Excerpt from a dataset
++++++

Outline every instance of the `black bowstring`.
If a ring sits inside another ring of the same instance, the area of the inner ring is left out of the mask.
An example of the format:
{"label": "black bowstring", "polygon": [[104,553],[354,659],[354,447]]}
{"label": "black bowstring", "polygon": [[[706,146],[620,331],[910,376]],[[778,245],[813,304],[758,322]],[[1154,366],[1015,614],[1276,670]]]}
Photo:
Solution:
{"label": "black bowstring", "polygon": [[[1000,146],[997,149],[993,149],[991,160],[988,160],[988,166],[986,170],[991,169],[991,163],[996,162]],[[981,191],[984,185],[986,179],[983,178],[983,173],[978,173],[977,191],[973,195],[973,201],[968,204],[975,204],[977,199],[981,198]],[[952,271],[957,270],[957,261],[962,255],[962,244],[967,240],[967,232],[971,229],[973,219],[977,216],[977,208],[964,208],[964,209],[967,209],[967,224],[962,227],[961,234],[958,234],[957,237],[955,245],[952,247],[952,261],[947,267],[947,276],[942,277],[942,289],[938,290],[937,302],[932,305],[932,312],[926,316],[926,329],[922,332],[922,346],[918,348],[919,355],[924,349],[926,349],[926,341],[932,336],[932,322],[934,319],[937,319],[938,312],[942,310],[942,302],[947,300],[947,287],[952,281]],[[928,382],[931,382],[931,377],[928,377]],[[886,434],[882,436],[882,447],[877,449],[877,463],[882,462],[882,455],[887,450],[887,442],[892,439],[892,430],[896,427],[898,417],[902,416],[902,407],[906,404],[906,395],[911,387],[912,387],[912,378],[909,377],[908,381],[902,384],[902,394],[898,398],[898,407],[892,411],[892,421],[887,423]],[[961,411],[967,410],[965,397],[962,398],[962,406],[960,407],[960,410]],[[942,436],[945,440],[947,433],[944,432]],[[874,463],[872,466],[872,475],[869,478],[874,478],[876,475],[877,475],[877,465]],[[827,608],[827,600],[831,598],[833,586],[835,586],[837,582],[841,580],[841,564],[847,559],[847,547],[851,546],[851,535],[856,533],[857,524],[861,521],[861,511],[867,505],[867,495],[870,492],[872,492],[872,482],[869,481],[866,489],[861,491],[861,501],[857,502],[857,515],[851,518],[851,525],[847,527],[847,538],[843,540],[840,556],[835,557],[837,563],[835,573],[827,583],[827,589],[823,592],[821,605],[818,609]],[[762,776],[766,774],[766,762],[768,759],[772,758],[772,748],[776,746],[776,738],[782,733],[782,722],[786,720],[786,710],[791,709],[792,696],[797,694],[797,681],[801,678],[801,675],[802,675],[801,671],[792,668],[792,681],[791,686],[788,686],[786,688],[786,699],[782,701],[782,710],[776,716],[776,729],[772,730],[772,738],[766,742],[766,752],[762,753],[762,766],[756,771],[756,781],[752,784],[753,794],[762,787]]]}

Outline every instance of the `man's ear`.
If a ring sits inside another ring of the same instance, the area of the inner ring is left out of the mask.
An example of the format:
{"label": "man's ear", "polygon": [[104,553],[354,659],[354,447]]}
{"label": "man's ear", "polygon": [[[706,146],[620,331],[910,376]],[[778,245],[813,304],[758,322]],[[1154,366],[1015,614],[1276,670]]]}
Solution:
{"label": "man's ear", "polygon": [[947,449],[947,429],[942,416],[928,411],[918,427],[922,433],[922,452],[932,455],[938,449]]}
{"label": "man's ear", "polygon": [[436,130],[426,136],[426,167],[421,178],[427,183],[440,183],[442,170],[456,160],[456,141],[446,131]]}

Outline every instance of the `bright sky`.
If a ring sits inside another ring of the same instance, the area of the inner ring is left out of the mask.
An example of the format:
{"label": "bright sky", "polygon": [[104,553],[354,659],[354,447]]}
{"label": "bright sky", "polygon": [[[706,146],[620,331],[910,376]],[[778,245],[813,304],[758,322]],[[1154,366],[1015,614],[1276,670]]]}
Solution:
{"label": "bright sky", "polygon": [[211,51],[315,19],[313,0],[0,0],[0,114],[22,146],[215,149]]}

++++++

WHAT THE TASK REQUIRES = Please output the entries above, every line exactly as it reads.

ANSWER FOR THE TASK =
Outline every instance of the `black bowstring`.
If a ring sits inside another ring of the same instance, the area of the inner ring is left out of the mask.
An example of the format:
{"label": "black bowstring", "polygon": [[104,553],[354,659],[354,447]]}
{"label": "black bowstring", "polygon": [[[706,146],[620,331],[910,376]],[[778,245],[813,304],[758,322]],[[1154,366],[1015,614],[1276,670]]]}
Photo:
Solution:
{"label": "black bowstring", "polygon": [[[1000,146],[997,149],[993,149],[991,160],[988,160],[988,166],[986,170],[991,169],[991,163],[996,162]],[[981,191],[984,185],[986,179],[983,178],[983,173],[978,173],[977,191],[973,195],[973,201],[968,204],[975,204],[977,199],[981,198]],[[952,271],[957,270],[957,261],[962,255],[962,244],[967,240],[967,232],[971,229],[973,219],[977,216],[977,208],[964,208],[964,209],[967,209],[967,224],[962,227],[961,234],[958,234],[957,237],[955,245],[952,247],[952,261],[947,267],[947,276],[942,277],[942,289],[938,290],[937,302],[932,305],[932,312],[926,316],[926,329],[922,332],[922,346],[918,348],[919,355],[924,349],[926,349],[926,341],[932,336],[932,322],[934,319],[937,319],[938,312],[942,310],[942,302],[947,300],[947,287],[952,281]],[[928,382],[931,382],[931,377],[928,377]],[[886,434],[882,436],[882,447],[877,449],[877,463],[882,462],[882,455],[887,450],[887,442],[892,439],[892,430],[896,427],[898,417],[902,416],[902,407],[906,404],[906,395],[911,387],[912,387],[912,378],[909,377],[908,381],[902,384],[902,394],[898,398],[898,407],[892,411],[892,421],[887,423]],[[961,411],[967,410],[965,397],[962,398],[962,406],[960,407],[960,410]],[[942,436],[945,440],[947,433],[944,432]],[[874,463],[872,466],[872,475],[869,478],[874,478],[876,475],[877,475],[877,465]],[[827,608],[827,600],[831,598],[833,586],[835,586],[837,582],[841,580],[841,564],[847,559],[847,547],[851,546],[851,535],[856,533],[857,524],[861,521],[861,511],[867,505],[867,495],[870,492],[872,492],[872,482],[869,481],[866,489],[861,491],[861,501],[857,502],[857,515],[851,518],[851,525],[847,527],[847,538],[843,540],[840,556],[835,557],[837,563],[835,573],[827,583],[827,589],[823,592],[821,605],[818,609]],[[762,776],[766,774],[766,762],[768,759],[772,758],[772,748],[776,746],[776,738],[782,733],[782,722],[786,720],[786,710],[791,709],[792,696],[797,694],[797,681],[801,678],[801,675],[802,675],[801,671],[792,668],[792,681],[791,686],[788,686],[786,688],[786,699],[782,701],[782,710],[776,716],[776,729],[772,730],[772,738],[766,742],[766,752],[762,753],[762,766],[756,771],[756,781],[752,784],[753,794],[762,787]]]}

Outline every instance of the `man's ear`.
If a ring sits inside another ring of the same instance, the area of the inner ring is left out of the mask.
An example of the format:
{"label": "man's ear", "polygon": [[104,553],[354,659],[354,447]]}
{"label": "man's ear", "polygon": [[[706,146],[620,331],[910,376]],[[778,245],[813,304],[758,322]],[[1154,366],[1015,614],[1276,670]]]}
Solution:
{"label": "man's ear", "polygon": [[947,449],[947,429],[942,416],[928,411],[918,427],[922,433],[922,452],[932,455],[938,449]]}
{"label": "man's ear", "polygon": [[436,130],[426,136],[426,167],[421,178],[427,183],[440,183],[442,170],[456,160],[456,141],[446,131]]}

Outline every instance of the `bright sky`.
If a ring sits inside another ring of the same instance, the area of the inner ring is left out of the mask.
An example of the format:
{"label": "bright sky", "polygon": [[104,553],[354,659],[354,447]]}
{"label": "bright sky", "polygon": [[[706,146],[620,331],[910,376]],[[778,245],[813,304],[758,322]],[[1154,366],[1015,614],[1276,670]]]}
Solution:
{"label": "bright sky", "polygon": [[211,51],[315,19],[313,0],[0,0],[0,114],[22,146],[215,149]]}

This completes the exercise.